-- start Exercise input --

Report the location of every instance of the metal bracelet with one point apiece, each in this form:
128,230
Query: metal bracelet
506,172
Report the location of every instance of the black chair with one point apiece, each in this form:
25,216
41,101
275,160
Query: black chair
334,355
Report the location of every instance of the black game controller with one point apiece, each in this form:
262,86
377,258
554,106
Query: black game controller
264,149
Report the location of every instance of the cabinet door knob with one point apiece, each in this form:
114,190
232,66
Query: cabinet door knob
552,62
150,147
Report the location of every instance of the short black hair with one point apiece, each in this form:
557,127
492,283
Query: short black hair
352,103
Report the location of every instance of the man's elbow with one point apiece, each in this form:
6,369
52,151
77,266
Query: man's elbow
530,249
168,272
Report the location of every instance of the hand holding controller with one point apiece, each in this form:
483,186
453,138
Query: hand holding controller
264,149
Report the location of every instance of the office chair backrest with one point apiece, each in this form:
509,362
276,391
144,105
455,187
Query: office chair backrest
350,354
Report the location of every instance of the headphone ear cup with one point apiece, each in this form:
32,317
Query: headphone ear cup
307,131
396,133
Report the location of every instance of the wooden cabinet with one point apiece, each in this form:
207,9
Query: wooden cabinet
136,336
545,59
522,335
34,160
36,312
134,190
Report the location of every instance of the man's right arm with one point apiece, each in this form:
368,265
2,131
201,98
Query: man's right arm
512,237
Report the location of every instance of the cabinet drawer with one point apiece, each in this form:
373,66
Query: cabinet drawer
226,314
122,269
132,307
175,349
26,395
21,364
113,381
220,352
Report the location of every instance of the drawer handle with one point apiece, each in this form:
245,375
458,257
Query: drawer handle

-- end Exercise input --

Reproduce the material above without altering a single character.

» **Exercise solution**:
Report the location of every instance of the metal bracelet with one point apiece, each in this form:
128,230
Query: metal bracelet
506,172
Report the location of every instance of the black chair with one point apiece, each in this form:
25,216
41,101
275,160
Query: black chair
334,355
Report the location of every instance of the black game controller with one point apiece, each in this form:
262,86
377,258
554,106
Query: black game controller
264,149
Report the location of every instance of the cabinet door knob with one point apiece, each in this form:
114,190
232,66
Query: cabinet door knob
552,62
150,147
Report the location of every instance of the short black hair with one point apiece, each in this form:
557,127
492,283
Query: short black hair
352,103
Report the location of every instance of the man's elbow with one point apiece, each in this form:
6,369
52,151
77,266
Query: man's elbow
530,249
168,272
Report the location of every instance of the hand holding controller with one point apiece, each in this form:
483,186
453,138
Query: hand holding controller
264,149
Report the location of every instance of the office chair backrest with one point apiece, each in this form:
509,362
276,391
144,105
455,187
Query: office chair backrest
350,354
Report the location of every instance of the headphone ear cup with one point apiece, each in this form:
32,317
Query: headphone ear cup
307,131
396,133
Report the location of every instance of the wooden cabinet with one point apiece, each in this form:
207,9
Query: wooden cabinet
136,336
545,59
522,335
34,160
36,312
134,190
Report the location of every instance of the man's right arm with one point apiece, each in this form:
368,265
2,131
201,98
Query: man's right arm
512,237
Report the location of every instance of the cabinet drawer with one point apiece, each in this form:
373,66
Query: cabinet drawer
226,314
122,269
132,307
175,349
26,395
21,364
113,381
220,352
Report the location of every instance of the drawer handle with one point apiece, each in this form:
245,375
458,257
Query: drawer handle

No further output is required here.